Outrageous Predictions For 2017
Stranger Than Fiction
The biggest challenge for the crop of Outrageous Predictions this year is to follow up from the ‘surprises’ of Brexit and the election of Donald Trump as US President. It seems sometimes ‘life’ or ‘reality’ beats even the most outrageous calls.
This selection of calls continues our tradition of provoking conversation on what might surprise or shock the investment return in the year ahead.
Let me, as always, stress this is not Saxo Bank Research/Strats ‘official’ outlook for 2017, it is the events and market moves we deem outliers with huge potential for upsetting the always-in-place complacent consensus.
It is simply our attempt to get you to think out of the box. The fact a few of our calls tend be right is either random, a matter of not being outrageous enough or simply luck. We do not see ourselves as the market Oracle of Delphi, rather we believe in the old saying: To be forewarned is better than…
Disclaimer aside, how does the following selection resonate with an overall theme? The common thread if any would be ‘desperate time, call for desperate actions’. As 2016 turns into 2017, central banks may be about to give up on QE and negative interest rates, but they are far from being done on intervention and distorting the allocation of capital and the price of money.

YOUR TASKS:
(1) Answer these questions from the Outrageous Predictions text, each on its own line:
(a) Which two "surprises" does the text say this year's predictions must follow up?
(b) What does the text stress the selection of calls is not?
(c) What common thread does the text give for the selection?
(2) Summarize the Outrageous Predictions text in two sentences.
(3) Copy the passage of the Outrageous Predictions text starting at "Outrageous Predictions For" and ending at "the year ahead.".

ENTRIES PROVIDED:
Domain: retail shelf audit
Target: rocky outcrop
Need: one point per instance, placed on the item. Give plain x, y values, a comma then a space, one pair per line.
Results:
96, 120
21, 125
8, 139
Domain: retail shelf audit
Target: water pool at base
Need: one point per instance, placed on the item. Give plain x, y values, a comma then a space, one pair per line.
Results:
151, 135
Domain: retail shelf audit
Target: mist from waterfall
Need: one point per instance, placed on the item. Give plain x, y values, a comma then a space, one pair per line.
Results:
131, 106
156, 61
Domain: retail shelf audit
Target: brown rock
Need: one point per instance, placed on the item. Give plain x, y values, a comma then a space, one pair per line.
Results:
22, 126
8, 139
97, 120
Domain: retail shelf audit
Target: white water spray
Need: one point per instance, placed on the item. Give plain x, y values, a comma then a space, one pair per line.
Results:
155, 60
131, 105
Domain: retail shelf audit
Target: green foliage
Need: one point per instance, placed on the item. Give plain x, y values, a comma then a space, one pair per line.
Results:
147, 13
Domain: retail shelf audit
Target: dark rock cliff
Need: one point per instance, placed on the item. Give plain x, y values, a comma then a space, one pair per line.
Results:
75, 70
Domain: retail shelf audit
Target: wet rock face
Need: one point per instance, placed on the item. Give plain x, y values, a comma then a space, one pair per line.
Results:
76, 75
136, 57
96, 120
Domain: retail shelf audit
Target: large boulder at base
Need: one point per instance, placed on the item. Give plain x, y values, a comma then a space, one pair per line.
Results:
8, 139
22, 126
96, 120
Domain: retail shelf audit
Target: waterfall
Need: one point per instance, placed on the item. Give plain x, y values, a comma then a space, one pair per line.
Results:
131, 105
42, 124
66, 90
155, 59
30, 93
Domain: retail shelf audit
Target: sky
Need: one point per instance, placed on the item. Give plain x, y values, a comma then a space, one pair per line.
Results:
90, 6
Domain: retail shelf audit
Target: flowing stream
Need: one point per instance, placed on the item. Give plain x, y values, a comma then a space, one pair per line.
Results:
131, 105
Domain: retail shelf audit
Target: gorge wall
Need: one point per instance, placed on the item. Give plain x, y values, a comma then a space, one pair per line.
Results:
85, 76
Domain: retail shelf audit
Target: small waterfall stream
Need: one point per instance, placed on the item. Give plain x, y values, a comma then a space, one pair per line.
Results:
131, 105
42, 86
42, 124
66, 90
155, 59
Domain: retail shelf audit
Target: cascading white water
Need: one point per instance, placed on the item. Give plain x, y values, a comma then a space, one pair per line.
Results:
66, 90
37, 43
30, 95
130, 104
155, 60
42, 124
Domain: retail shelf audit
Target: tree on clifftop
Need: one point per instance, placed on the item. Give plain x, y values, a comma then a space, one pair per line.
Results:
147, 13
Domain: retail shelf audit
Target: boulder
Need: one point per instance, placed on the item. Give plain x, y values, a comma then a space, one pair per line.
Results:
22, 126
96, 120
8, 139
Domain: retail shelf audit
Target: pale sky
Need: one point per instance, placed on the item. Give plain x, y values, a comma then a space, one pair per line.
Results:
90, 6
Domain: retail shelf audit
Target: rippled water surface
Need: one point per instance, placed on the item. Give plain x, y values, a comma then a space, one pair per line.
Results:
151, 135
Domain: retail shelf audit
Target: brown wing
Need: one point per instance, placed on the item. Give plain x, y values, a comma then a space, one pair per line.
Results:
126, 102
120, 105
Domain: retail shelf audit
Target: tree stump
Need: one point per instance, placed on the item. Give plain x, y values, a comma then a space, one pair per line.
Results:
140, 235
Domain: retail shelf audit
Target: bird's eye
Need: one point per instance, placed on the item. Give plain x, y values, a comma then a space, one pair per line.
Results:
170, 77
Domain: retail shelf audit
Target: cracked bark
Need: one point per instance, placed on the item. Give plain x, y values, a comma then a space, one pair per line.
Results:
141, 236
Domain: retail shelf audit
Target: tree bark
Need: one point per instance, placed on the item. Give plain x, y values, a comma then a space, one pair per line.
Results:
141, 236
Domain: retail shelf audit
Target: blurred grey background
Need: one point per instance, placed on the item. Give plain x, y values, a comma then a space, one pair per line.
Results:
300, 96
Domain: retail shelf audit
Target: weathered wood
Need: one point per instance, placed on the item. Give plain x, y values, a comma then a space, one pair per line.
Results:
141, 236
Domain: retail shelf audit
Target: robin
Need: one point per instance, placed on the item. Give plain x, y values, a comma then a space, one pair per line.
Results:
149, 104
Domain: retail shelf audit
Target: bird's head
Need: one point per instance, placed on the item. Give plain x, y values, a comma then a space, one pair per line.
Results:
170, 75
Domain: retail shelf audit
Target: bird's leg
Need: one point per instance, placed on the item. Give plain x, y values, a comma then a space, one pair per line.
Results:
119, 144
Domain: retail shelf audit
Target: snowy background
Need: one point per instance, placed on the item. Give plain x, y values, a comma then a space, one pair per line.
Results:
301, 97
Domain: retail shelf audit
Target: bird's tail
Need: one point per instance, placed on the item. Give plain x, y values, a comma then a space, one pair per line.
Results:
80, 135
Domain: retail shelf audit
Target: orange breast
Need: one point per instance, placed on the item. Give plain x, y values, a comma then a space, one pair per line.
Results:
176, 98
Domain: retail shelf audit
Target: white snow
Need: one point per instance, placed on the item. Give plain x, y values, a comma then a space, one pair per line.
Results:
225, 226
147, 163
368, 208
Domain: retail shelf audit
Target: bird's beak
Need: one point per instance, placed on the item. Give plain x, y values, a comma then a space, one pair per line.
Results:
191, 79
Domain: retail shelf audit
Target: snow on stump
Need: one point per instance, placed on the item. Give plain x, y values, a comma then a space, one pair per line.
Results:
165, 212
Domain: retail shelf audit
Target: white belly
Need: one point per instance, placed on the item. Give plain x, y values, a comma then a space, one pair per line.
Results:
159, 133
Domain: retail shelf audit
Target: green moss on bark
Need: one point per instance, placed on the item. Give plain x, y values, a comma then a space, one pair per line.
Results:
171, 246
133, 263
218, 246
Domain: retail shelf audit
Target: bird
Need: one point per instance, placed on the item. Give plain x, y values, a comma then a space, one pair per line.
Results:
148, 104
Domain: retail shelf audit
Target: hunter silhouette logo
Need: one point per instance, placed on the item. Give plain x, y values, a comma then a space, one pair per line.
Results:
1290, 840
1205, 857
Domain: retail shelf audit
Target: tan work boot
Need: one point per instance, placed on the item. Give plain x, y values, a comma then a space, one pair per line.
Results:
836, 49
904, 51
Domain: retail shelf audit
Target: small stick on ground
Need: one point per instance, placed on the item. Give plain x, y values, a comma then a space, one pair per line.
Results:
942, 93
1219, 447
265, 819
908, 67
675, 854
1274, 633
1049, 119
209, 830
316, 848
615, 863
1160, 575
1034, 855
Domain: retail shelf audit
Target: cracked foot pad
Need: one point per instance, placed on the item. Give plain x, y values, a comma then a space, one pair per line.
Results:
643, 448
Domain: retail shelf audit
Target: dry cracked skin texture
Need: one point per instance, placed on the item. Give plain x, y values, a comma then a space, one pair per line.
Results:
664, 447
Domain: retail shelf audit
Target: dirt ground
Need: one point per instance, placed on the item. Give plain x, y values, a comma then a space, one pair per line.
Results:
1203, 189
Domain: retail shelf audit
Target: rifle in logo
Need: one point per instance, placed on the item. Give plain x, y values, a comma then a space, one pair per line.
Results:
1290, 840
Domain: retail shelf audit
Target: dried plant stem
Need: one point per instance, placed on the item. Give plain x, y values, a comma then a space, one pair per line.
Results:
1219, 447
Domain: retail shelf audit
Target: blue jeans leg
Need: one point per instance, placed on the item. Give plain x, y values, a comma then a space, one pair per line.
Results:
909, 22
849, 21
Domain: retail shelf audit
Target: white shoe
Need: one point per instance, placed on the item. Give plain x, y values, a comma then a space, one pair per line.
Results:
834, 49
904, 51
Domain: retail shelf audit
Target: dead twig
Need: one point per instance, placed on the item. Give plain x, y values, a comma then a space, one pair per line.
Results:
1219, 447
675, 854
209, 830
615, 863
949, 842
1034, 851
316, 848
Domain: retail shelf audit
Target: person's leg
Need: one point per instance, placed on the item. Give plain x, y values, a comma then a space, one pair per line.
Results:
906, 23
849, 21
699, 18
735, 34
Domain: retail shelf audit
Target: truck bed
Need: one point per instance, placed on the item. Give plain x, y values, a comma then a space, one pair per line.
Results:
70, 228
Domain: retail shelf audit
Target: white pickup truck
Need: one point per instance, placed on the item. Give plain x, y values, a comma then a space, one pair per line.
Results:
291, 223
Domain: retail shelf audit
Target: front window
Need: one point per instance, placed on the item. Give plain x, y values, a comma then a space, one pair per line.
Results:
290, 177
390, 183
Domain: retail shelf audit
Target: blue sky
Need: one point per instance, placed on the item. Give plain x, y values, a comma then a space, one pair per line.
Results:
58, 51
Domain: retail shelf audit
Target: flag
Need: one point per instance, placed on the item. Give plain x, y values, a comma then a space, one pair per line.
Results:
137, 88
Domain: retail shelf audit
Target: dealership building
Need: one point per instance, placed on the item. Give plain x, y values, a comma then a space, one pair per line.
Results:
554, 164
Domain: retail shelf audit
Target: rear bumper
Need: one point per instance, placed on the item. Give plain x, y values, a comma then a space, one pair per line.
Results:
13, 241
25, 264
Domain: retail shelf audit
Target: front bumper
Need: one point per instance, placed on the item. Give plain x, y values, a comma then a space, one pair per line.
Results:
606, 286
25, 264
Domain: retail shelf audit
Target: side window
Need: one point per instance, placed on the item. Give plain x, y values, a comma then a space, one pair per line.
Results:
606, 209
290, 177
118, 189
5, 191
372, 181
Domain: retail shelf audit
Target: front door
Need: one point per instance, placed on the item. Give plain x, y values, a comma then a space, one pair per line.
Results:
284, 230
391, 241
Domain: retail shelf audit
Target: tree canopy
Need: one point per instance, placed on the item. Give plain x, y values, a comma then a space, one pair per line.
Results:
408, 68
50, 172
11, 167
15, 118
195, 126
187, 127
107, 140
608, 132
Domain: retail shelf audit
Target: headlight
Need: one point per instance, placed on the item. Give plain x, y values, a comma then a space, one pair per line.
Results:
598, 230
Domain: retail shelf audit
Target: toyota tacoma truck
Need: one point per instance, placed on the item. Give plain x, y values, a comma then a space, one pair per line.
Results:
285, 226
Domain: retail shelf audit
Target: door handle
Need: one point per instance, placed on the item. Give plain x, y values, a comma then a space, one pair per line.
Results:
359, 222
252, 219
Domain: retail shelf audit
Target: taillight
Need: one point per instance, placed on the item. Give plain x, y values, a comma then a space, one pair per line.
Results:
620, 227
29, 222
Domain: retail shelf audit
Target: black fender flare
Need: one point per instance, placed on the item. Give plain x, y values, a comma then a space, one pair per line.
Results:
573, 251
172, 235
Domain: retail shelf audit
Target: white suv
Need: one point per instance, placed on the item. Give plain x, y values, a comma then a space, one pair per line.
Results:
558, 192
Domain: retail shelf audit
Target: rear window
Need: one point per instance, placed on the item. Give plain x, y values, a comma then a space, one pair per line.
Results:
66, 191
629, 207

RESULTS FOR EACH TASK:
(1)
(a) Brexit and the election of Donald Trump as US President.
(b) Saxo Bank Research/Strats' "official" outlook for 2017.
(c) "desperate time, call for desperate actions"

(2) The Outrageous Predictions for 2017 follow the surprises of Brexit and Donald Trump's election. They are not Saxo Bank Research/Strats' official outlook but outlier events and market moves meant to provoke conversation and upset the complacent consensus, and their common thread is "desperate time, call for desperate actions," since central banks may give up on QE and negative interest rates yet keep intervening in the allocation of capital and the price of money.

(3)
Outrageous Predictions For 2017
Stranger Than Fiction
The biggest challenge for the crop of Outrageous Predictions this year is to follow up from the ‘surprises’ of Brexit and the election of Donald Trump as US President. It seems sometimes ‘life’ or ‘reality’ beats even the most outrageous calls.
This selection of calls continues our tradition of provoking conversation on what might surprise or shock the investment return in the year ahead.